EXERCISE REQUIREMENTS
A) Update the agriculture financing article from "A new report" up to and including "for formal credit.", replacing "stagnation" with "decline".
B) Go on with the agriculture financing article from the point where it stops.

PROVIDED TEXT
● ● ●
- Between 2000 And 2015, Public Expenditure On Agriculture Stalled Between 3 To 6%
- Commercial Lending To Agriculture Has Remained Low Accounting For 4% Of The Total Lending Portfolio
Nairobi, 26th July, 2018 – Low Government investment in agriculture has been identified among the key factors hindering the realization of the sector’s full potential in Kenya at a time when the Government is focusing on promoting agricultural output to ensure food security.
A new report by the Kenya Bankers Association’s Centre for Research on Financial Markets and Policy attributes the below-potential performance of agriculture to a sustained stagnation of public investment coupled with commercial banks’ reluctance to customise credit products to accommodate small borrowers.
The report titled ‘Realization of Full Potential of the Agriculture Sector’ also notes that the majority of small-scale farmers have not organised themselves as enterprises, reducing their viability for formal credit.
According to the research, public expenditure on agriculture as a percentage of total expenditure stalled at between three to six percent between 2000 and 2015, way below the ten percent target set by the Comprehensive Africa Agriculture Development Programme (CAADP), with investments in the sector resulting in a low impact on risk mitigation, productivity, growth, and competitiveness. Meanwhile, commercial lending to agriculture has also remained low – compared to other sectors – accounting for four percent of the total lending portfolio.
● ● ●
[Stored dataset items]

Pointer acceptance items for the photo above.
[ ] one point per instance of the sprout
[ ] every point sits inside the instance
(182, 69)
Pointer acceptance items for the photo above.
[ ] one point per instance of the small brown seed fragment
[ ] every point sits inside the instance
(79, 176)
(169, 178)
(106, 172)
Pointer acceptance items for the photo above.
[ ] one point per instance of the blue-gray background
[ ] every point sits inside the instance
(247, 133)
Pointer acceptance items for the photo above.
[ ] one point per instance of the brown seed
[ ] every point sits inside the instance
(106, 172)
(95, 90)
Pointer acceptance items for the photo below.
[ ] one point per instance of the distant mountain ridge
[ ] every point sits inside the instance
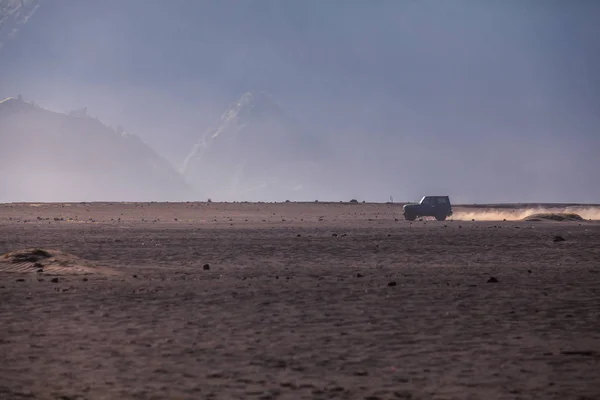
(13, 14)
(48, 156)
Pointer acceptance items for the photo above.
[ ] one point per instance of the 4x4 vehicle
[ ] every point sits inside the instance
(429, 206)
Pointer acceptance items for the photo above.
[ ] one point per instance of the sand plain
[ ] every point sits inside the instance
(299, 301)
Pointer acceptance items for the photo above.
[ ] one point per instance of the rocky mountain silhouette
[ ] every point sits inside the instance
(48, 156)
(257, 152)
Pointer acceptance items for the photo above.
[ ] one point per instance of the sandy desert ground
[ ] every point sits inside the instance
(298, 301)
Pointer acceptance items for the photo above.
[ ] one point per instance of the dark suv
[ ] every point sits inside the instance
(429, 206)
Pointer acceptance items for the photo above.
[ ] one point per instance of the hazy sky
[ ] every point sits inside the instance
(493, 100)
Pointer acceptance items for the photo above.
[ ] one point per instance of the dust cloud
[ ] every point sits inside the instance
(516, 214)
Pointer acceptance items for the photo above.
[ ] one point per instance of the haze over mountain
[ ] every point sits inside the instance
(258, 152)
(58, 157)
(484, 101)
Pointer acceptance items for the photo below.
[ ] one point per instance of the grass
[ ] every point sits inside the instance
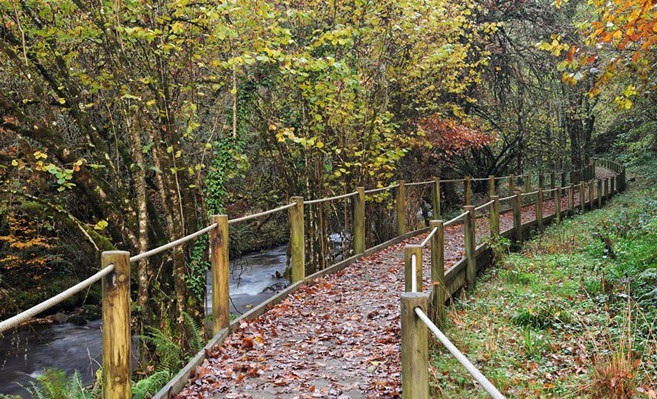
(573, 315)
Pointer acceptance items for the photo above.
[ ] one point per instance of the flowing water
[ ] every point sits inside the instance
(26, 352)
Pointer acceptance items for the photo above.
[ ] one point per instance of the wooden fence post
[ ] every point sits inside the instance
(491, 186)
(599, 183)
(528, 183)
(413, 251)
(401, 208)
(539, 209)
(297, 250)
(494, 212)
(592, 191)
(359, 221)
(220, 273)
(563, 179)
(517, 217)
(435, 198)
(557, 204)
(613, 184)
(471, 257)
(116, 326)
(415, 347)
(438, 289)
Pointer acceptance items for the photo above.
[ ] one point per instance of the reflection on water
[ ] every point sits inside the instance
(26, 352)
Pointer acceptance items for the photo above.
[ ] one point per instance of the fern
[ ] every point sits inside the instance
(54, 384)
(169, 353)
(149, 386)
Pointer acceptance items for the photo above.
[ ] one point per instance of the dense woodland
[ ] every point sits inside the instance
(126, 124)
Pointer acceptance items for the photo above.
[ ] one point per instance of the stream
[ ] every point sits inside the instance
(26, 352)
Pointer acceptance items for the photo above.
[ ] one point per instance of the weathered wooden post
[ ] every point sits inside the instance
(415, 347)
(557, 204)
(219, 262)
(599, 183)
(517, 217)
(470, 255)
(435, 198)
(297, 250)
(413, 273)
(528, 183)
(563, 179)
(401, 208)
(494, 212)
(359, 221)
(591, 194)
(613, 184)
(438, 291)
(116, 326)
(539, 209)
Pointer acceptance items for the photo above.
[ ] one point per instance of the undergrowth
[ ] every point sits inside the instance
(573, 315)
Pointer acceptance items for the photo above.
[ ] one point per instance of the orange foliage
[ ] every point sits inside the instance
(452, 137)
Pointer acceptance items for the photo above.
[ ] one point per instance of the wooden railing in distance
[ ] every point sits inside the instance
(415, 305)
(115, 270)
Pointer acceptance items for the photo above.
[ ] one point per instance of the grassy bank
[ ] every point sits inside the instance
(572, 315)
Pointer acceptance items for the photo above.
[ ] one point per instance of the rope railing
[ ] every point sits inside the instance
(482, 206)
(337, 197)
(378, 190)
(26, 315)
(456, 219)
(474, 372)
(261, 214)
(420, 183)
(429, 237)
(118, 262)
(172, 244)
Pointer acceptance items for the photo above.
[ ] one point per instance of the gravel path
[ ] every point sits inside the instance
(336, 337)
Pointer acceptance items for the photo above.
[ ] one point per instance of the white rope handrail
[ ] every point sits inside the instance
(456, 219)
(257, 215)
(172, 244)
(337, 197)
(24, 316)
(482, 206)
(377, 190)
(426, 240)
(419, 183)
(474, 372)
(413, 273)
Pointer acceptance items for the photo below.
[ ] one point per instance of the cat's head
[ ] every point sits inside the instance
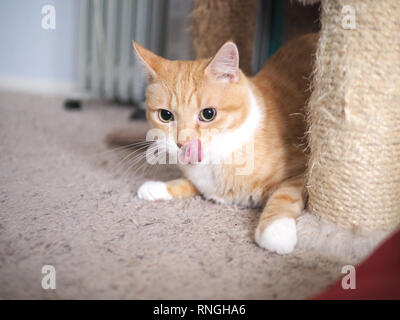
(199, 105)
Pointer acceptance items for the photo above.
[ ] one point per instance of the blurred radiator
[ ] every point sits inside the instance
(107, 65)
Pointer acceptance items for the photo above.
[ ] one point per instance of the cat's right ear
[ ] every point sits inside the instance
(149, 60)
(225, 64)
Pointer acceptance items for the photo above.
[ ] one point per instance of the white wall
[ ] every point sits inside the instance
(34, 58)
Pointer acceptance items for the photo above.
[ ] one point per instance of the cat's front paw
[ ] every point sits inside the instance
(154, 190)
(280, 236)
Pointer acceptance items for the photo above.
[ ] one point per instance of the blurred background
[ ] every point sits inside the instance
(86, 50)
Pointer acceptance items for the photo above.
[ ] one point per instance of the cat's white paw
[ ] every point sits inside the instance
(154, 190)
(280, 236)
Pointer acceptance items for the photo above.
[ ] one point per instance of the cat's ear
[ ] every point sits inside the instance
(150, 61)
(225, 64)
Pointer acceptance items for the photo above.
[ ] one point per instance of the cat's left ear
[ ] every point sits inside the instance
(225, 64)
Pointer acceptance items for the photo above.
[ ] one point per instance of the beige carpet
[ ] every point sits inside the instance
(64, 201)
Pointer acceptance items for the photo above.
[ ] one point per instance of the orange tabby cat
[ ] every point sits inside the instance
(210, 113)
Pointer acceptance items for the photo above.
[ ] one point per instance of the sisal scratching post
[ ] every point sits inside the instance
(216, 21)
(354, 117)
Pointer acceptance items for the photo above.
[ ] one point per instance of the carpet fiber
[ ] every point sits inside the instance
(67, 201)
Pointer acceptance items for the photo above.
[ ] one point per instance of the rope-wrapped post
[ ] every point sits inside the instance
(354, 115)
(216, 21)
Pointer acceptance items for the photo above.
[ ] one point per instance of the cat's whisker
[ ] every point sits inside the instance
(137, 159)
(120, 148)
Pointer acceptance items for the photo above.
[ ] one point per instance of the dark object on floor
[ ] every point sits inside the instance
(376, 278)
(72, 104)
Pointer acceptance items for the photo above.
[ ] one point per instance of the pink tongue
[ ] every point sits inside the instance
(193, 152)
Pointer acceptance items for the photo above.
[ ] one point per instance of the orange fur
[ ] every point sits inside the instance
(280, 92)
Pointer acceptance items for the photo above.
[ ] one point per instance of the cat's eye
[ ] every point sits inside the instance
(207, 114)
(165, 115)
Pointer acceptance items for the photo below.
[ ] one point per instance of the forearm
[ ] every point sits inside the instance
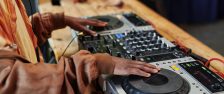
(18, 75)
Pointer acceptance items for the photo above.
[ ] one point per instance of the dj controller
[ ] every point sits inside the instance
(129, 36)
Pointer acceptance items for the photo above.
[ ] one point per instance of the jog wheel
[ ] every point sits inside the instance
(113, 23)
(164, 82)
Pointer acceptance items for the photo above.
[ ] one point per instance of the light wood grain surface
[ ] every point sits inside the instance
(61, 38)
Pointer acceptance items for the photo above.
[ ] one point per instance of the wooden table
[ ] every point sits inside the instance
(61, 38)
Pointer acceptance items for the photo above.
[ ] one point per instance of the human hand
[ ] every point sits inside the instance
(79, 24)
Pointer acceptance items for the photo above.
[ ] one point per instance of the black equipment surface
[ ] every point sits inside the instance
(165, 82)
(180, 73)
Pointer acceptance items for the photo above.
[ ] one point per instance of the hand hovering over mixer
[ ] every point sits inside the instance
(106, 64)
(23, 71)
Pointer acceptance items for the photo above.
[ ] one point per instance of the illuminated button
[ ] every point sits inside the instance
(174, 67)
(188, 65)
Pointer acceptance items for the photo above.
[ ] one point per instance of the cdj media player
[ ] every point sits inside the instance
(129, 36)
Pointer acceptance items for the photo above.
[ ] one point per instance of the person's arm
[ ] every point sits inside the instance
(77, 74)
(44, 24)
(19, 76)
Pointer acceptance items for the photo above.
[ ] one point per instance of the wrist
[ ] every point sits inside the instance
(105, 63)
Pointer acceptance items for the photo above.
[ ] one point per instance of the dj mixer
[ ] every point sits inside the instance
(129, 36)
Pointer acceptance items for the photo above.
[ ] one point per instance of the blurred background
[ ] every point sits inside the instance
(204, 19)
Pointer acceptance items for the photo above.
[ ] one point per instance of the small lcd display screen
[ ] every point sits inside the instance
(204, 75)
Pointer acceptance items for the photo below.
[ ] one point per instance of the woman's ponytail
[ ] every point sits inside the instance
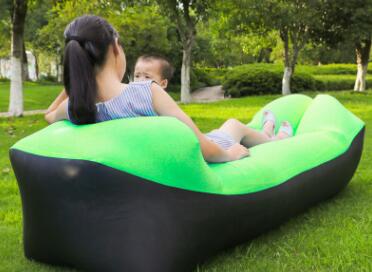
(80, 83)
(87, 41)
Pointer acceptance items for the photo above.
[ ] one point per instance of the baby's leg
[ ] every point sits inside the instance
(243, 134)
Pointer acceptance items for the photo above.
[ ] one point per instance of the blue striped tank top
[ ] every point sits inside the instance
(136, 100)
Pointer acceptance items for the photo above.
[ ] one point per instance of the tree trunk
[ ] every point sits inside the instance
(36, 66)
(16, 92)
(25, 74)
(286, 82)
(185, 71)
(60, 69)
(362, 55)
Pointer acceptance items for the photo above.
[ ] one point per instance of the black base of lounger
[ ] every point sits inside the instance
(89, 216)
● ● ●
TASK-BY-TASK ANSWERS
A)
A new report by the Kenya Bankers Association’s Centre for Research on Financial Markets and Policy attributes the below-potential performance of agriculture to a sustained decline of public investment coupled with commercial banks’ reluctance to customise credit products to accommodate small borrowers.
The report titled ‘Realization of Full Potential of the Agriculture Sector’ also notes that the majority of small-scale farmers have not organised themselves as enterprises, reducing their viability for formal credit.

B)
Under the Big Four agenda, the Government has allocated Sh20.25 billion to enhance food and nutrition security to all Kenyans by 2022. The success of the agenda has been pegged on private sector involvement, with the removal of interest rate caps considered as critical cog in facilitating access to credit for the private sector and small enterprises.
Regionally, agriculture commands the largest share of employment and Gross Domestic Product (GDP), accounting for 61 percent of total employment and 25 percent of total GDP in Sub-Saharan Africa. However, the region and Kenya in particular continues to record low yields due to minimal land and labour productivity, underperformance in agricultural value chain, insufficient infrastructure and limited access agricultural finance.
Currently, the prevailing business model of most commercial banks favour large-scale outfits that utilize the full range of financial services, with the standard risk assessment tools employed by commercial banks being oblivious to the unique challenges facing the agricultural sector.
Identifying agriculture-led growth as the most promising and viable pathway to Kenya and Sub-Saharan Africa’s development, the research emphasizes the need to boost small-scale agri-food producers and SMES, which requires public-private sector funding as complementary to commercial lenders.
“More public investment towards initiatives designed to reduce lending risks is needed to enable commercial banks to make a contribution to boosting the sector’s production capacity,” notes the study, adding that financing of agricultural development is not sufficient given Kenya’s growth and transformation objectives.
Speaking during the report’s launch, KBA Chief Executive Officer Dr. Habil Olaka called on the public sector to target investments that minimise lending risk to the agricultural sector while at the same time enhancing sector’s productivity and competitiveness.
“We see compelling opportunities in supporting agri-based enterprises such as textile and leather, while at the same time seeking to empower agricultural production especially among small holder farmers that are typically vulnerable to both weather and market dynamics,” he said.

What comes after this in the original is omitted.